Data shown Start Marker
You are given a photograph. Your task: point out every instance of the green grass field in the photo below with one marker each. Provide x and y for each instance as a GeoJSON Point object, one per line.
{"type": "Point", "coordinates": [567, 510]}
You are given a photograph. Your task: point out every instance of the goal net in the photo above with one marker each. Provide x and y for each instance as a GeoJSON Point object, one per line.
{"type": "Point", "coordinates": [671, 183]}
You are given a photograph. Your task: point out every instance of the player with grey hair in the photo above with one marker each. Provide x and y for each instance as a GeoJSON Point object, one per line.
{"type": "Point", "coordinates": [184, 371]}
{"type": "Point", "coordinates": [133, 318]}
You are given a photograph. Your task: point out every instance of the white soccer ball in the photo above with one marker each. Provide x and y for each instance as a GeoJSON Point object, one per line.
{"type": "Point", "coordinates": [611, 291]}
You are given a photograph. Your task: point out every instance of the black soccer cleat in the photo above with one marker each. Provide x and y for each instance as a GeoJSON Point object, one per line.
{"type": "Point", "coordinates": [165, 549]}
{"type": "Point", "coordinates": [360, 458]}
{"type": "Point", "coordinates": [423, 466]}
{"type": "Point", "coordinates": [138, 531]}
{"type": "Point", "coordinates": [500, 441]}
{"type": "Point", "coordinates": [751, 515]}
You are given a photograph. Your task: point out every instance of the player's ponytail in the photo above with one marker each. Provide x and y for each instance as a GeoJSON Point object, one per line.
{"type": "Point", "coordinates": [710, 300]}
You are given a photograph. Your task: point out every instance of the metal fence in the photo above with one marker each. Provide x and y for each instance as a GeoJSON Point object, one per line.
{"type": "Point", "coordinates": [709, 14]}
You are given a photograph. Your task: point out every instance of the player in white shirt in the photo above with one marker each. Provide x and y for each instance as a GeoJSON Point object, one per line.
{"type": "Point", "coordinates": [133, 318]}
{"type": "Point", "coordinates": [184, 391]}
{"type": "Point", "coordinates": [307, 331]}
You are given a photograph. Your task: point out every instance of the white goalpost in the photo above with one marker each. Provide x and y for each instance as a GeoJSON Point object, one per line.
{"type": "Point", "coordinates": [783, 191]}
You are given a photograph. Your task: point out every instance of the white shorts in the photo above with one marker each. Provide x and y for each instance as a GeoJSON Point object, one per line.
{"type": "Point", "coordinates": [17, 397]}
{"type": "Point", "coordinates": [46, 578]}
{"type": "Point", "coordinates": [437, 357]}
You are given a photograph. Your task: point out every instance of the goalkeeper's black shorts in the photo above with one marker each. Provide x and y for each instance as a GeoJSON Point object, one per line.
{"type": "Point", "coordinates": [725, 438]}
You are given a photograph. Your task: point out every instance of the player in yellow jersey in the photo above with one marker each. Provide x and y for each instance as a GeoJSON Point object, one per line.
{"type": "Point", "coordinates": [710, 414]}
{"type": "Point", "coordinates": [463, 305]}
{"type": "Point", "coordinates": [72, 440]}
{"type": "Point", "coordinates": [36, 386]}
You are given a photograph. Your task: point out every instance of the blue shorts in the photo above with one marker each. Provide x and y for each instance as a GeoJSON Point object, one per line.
Data shown End Marker
(How to complete this task): Your task is to retype all of the lines above exactly.

(Answer to the problem):
You are given a photograph. Your task: point out every instance of the green grass field in the photo below with one marker each. Provide x and y for each instance as a GeoJSON Point object, one per line.
{"type": "Point", "coordinates": [567, 510]}
You are given a photograph. Your task: point out every instance of the goal net in the photo above with one marker each. Provide x and y for each instance as a GeoJSON Point object, one per line.
{"type": "Point", "coordinates": [671, 183]}
You are given a photograph. Your task: point out every instance of the player with grey hair in the photo above with one marker each. Provide x and y for each instance as a GeoJSON Point object, one per line.
{"type": "Point", "coordinates": [184, 371]}
{"type": "Point", "coordinates": [133, 318]}
You are given a photograph. Your task: point out every instance of the white soccer ball in the photo above with one marker each. Provide x and y for each instance as a GeoJSON Point object, one per line.
{"type": "Point", "coordinates": [611, 291]}
You are given a photograph. Your task: point out every instance of the black soccer cleat in the photo above with one marker each. Provide x and y for each instance as a GeoJSON Point object, one per line.
{"type": "Point", "coordinates": [165, 549]}
{"type": "Point", "coordinates": [360, 458]}
{"type": "Point", "coordinates": [423, 466]}
{"type": "Point", "coordinates": [138, 531]}
{"type": "Point", "coordinates": [500, 441]}
{"type": "Point", "coordinates": [751, 515]}
You are given a photograph. Your task: point out every instance of the player's ponytail in the photo above with one marker each. Provide x and y for each instance as a GeoJSON Point object, one per line.
{"type": "Point", "coordinates": [710, 300]}
You are given a photograph. Your task: point out every instance of the metal fence in the photo above with one marker each. Provide x and y for each instance as a GeoJSON Point object, one per line.
{"type": "Point", "coordinates": [709, 14]}
You are given a photograph. Your task: point out every instance of the player in white shirt in the photo above with one marker each. Provide x and y for each instance as a GeoJSON Point object, one per line.
{"type": "Point", "coordinates": [133, 318]}
{"type": "Point", "coordinates": [184, 391]}
{"type": "Point", "coordinates": [307, 331]}
You are given a photograph. Your task: point out every instance of the white goalpost in the photo above with one marker each. Provide x and y for each instance as a GeoJSON Point object, one per line.
{"type": "Point", "coordinates": [783, 191]}
You are given a photograph. Your task: point out every instance of the white shorts in the photo above with one marker each. Provide x and y for each instance as a GeoJSON Point object, one per line.
{"type": "Point", "coordinates": [17, 397]}
{"type": "Point", "coordinates": [46, 578]}
{"type": "Point", "coordinates": [437, 357]}
You are given a photograph. Your task: point out every instance of the goalkeeper's black shorts in the photo above with one marker each. Provide x and y for each instance as a GeoJSON Point object, one per line.
{"type": "Point", "coordinates": [725, 438]}
You are given a photograph. Your task: point out every instance of the player in yellow jersey in the photo above with one marker each. Provide x and y for each instance as a GeoJSON Point object, one per line.
{"type": "Point", "coordinates": [710, 414]}
{"type": "Point", "coordinates": [463, 305]}
{"type": "Point", "coordinates": [72, 440]}
{"type": "Point", "coordinates": [36, 386]}
You are given a photograph. Your task: point out every instance of the blue shorts in the photo above with one marker each. Provide x and y for each instance as a GeoJSON Point object, one per line.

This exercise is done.